# Prompt
Repeat the material below word for word and leave out all pictures.

# Material provided
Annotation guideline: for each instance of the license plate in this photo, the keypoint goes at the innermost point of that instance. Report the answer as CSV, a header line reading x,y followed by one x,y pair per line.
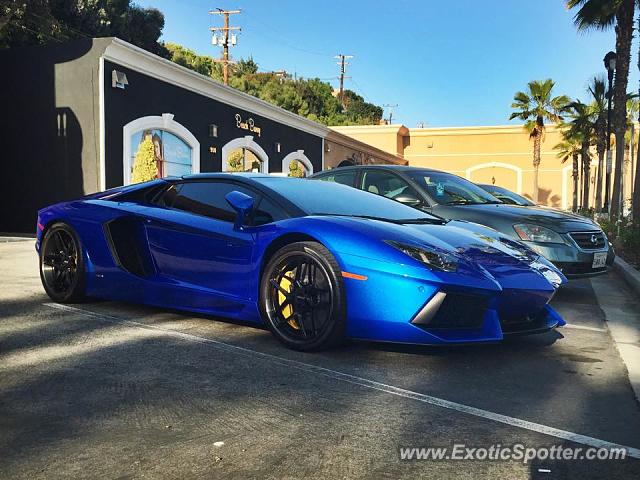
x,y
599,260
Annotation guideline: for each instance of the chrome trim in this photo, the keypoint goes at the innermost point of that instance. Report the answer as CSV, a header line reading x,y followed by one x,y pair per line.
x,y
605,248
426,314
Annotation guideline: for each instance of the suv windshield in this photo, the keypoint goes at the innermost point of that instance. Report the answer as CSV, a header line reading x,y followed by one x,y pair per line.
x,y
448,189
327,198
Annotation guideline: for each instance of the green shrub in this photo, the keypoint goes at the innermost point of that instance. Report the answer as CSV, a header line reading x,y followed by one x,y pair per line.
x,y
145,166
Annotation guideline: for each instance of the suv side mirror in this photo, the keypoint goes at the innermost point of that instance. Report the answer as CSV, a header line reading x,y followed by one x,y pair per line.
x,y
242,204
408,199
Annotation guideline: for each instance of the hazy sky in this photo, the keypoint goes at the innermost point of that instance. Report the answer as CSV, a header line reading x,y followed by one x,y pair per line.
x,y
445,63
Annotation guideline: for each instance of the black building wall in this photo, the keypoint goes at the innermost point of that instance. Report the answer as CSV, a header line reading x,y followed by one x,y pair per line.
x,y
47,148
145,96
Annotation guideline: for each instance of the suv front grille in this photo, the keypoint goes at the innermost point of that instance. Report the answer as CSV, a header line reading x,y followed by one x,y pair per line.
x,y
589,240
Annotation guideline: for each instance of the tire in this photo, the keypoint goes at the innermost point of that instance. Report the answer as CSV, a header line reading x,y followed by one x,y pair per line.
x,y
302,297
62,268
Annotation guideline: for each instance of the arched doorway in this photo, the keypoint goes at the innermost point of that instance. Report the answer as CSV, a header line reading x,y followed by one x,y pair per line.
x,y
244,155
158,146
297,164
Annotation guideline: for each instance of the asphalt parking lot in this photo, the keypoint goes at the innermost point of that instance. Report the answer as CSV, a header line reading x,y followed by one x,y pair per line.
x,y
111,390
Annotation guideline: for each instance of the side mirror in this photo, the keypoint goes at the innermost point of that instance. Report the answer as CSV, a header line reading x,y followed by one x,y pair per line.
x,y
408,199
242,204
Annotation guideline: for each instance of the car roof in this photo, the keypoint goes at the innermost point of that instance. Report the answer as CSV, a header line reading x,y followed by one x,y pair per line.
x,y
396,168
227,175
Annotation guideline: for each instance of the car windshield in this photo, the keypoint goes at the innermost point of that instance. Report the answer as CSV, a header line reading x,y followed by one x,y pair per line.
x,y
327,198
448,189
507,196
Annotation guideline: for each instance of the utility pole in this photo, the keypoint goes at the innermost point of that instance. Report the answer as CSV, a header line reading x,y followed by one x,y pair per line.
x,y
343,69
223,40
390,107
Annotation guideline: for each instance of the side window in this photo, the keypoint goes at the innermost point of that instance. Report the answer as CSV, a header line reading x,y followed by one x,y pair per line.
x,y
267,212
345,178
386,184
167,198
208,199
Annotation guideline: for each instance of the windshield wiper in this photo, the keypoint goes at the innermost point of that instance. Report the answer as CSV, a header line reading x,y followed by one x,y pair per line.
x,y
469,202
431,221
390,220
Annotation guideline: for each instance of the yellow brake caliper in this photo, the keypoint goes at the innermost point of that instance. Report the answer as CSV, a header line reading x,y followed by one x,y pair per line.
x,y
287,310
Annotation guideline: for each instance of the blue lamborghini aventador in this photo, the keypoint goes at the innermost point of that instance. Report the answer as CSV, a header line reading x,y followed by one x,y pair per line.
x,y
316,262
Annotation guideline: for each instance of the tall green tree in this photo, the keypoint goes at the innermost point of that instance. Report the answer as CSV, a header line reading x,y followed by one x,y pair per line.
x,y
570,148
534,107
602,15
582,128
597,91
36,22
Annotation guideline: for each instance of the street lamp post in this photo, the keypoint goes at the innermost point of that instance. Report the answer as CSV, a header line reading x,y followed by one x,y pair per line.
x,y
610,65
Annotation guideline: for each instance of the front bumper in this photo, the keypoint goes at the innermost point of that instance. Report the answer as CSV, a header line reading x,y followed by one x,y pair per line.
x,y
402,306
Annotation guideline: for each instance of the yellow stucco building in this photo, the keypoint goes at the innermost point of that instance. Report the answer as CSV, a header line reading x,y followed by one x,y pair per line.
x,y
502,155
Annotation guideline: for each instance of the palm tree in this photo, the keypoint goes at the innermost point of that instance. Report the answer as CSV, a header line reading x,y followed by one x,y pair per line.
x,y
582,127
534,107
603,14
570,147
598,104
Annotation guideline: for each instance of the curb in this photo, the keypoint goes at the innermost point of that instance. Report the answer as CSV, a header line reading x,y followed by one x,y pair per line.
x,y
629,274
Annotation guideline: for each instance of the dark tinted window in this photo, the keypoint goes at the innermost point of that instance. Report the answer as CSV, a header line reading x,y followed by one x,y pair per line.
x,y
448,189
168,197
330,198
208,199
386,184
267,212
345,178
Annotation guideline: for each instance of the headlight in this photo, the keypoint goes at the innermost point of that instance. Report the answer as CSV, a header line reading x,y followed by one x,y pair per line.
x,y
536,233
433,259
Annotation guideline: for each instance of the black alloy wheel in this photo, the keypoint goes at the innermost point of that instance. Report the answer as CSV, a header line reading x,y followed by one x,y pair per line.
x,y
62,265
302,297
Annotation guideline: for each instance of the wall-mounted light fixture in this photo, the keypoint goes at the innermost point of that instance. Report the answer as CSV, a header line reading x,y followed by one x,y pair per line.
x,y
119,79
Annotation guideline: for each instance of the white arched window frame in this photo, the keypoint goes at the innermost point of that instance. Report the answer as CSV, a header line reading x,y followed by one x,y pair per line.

# Result
Annotation guideline: for each instance of the license plate in this photo, the keypoint goes at the innermost point of that instance. Report the answer as CSV, a header line reading x,y followed by one x,y pair per line.
x,y
599,260
Annotation guideline: for each instance of the chrome trim in this photo, the keypoint goes at the innermost point of that instance. Report the answer as CSV, a header line reading x,y followed by one x,y pair per line.
x,y
605,248
426,314
Annotation guideline: for each instance of the suv windshield in this photo, the keypoint goes at the innermost point of that instance. Report the answer as CSV, a header line reading x,y followed by one x,y pair per line.
x,y
448,189
327,198
Annotation guideline: for each instance of the green shrub in this photo, the keypoint goes at the innermost point of that instance. Report the answer as CSV, a header line reading x,y followed by one x,y pair per line.
x,y
145,166
Annotation guideline: for each instance of the suv side mirror in this photo, the keypoint goes at the innermost point of that instance. Report the answer as CSV, a header line reading x,y followed by one x,y pair per line.
x,y
242,204
408,199
Annotation guideline: for each instance of the hazy sky in this photo, the keypoint goes at the innermost point of that instance. Report the answer as CSV, a header line reading x,y followed by one x,y pair per line.
x,y
445,63
Annotation guideline: for each instance of the black building wall in this photo, the keypoint goes at the innermost point of that instance. Report the answer as CSV, a header line reading x,y followed by one x,y pair per line.
x,y
47,148
145,96
Annotation guideline: for each instance of the suv front grille in this photo, the keypoint goes at the innermost point of that instance. Report the answer as CSV, a header line reading x,y followed by one x,y pair per line.
x,y
589,240
Annotation guideline: for each instance of the tire in this photo, the keypoint goes at the innermost point of that instance. Report the answer as CSV, a header line reading x,y followed by one x,y pair per line.
x,y
302,297
62,268
Annotation guideline: for each instance of the arched doorway in this photo, the keypoint goes at the innermost point of that instance. Report the answer as CSV, a header line reading x,y followed by one x,y pair per line.
x,y
244,155
158,146
297,164
Annotation guideline: for each instance of the asphalt parking lot in this photo, the keypoint goes at the innermost point of that instance. Report the answer as CSV, a header line reading x,y followed by one x,y pair per line.
x,y
111,390
Annotation guideline: for each instance of the side mirror in this photo, the keypoint goes at the innermost point of that instance. Report the answer as CSV, a header line reading x,y followed by one x,y pair per line.
x,y
408,199
242,204
Annotation guideline: for each instance of the car roof in this photo, the keypoint goes at the innermost point of that instance. Report the answer as CSV, a header line reading x,y followed by one x,y pair per line.
x,y
396,168
227,175
Annotation guideline: for each instance of the car windshield in this photo, the keypoint goes at the innermost point of that instance. Report the answer as CSV, a header line reading x,y followed by one x,y pair per line.
x,y
327,198
448,189
507,196
Annotation guideline: for each instance of the utility pole in this photo, the keypoint goes at the innermost point of that instance. Report the answer as CSV, a header line reading x,y followed by one x,y pair per line.
x,y
343,69
223,40
390,107
Annotation guideline: for each instance of the side window in this photo, the keypoint goes at the innermost point of that instance. Report the answer as CSV, a header line reading x,y followed by one x,y pair per line.
x,y
267,212
345,178
386,184
167,198
208,199
Annotation guideline: for each instance of the windshield wiper in this photo, the keypoint goes at the innermost point of that instance. Report the answer as CSV, a header line reading x,y followed by one x,y pair per line.
x,y
469,202
431,221
390,220
Annotation guideline: for each instance of the yellow brake caliper in this photo, the keypoint goes at the innermost point of that instance. Report the answer as CSV, a header line reading x,y followed by one x,y pair per line.
x,y
287,310
Annotation guideline: for each instance of the blue lamborghini aventador in this photo, the keypoint goes at the innermost point of that instance. Report the answer as CSV, a header line reading x,y followed by one x,y pair per line.
x,y
316,262
Annotation guideline: for each instance of the tall green tree in this photo, the keypoint goes at the innermost point of that instance. Report the answer as CSV, a header line reading x,y followed by one x,y pair per line.
x,y
570,148
534,107
602,15
582,128
597,91
36,22
Annotation guideline: for each instance of the street lamp post in this photo, the keypoint goes at the innermost point of that instance. Report the answer as CSV, a header line reading x,y followed by one x,y pair per line.
x,y
610,65
Annotation guideline: for each instance of the front bumper in this photo, the keypoint goes at the innermost point of that instance. Report the answer as CSV, a header line reading x,y followed by one x,y pair per line.
x,y
402,306
Annotation guideline: for each instance of the yellow stucco building in this photo, the keypoint goes at the innermost point of that instance. Report the answer as CSV, a header line reading x,y followed by one x,y pair per line.
x,y
502,155
Annotation guideline: for each instance of the palm tree in this photo, the keypoint goes at the innermost point of that instance. Report the answer as CSV, a header line reading x,y followed by one x,y pair per line.
x,y
582,127
534,107
603,14
570,147
598,104
Annotation guideline: for each instance of the curb in this photo, the keypoint goes at the innermost point of that instance. Report the answer as CSV, a header line reading x,y followed by one x,y pair per line.
x,y
629,274
Annotation guideline: for each instance of the dark tinted window in this photo, the keypoint goes at the innermost point of that instance. Report the answer as CSV, a header line reading x,y followed by one x,y pair per line.
x,y
448,189
168,197
330,198
208,199
386,184
267,212
345,178
Annotation guideline: for each instance of the headlight in this photo, the keypoint goes at the innermost point of that instance. Report the answer as CSV, a header line reading x,y followed by one x,y pair per line.
x,y
536,233
433,259
Annotation guideline: for each instance of the black alloy wheel in this photo, the keypoint goes at the innermost point of that instance. Report the answer as CSV, a header line reading x,y followed by one x,y pair per line.
x,y
62,265
302,297
Annotation guideline: for each instance of the wall-mounted light fixture in this photo, the keypoint goes at the innermost point of that instance. Report the answer as CSV, a header line reading x,y followed by one x,y pair per line.
x,y
119,79
Annotation guideline: for each instance of the white arched window frame in this photo, the keypoint goes at the innermost point of that instance. Report the answer as CSV, a header line reading x,y followed by one x,y pair per line.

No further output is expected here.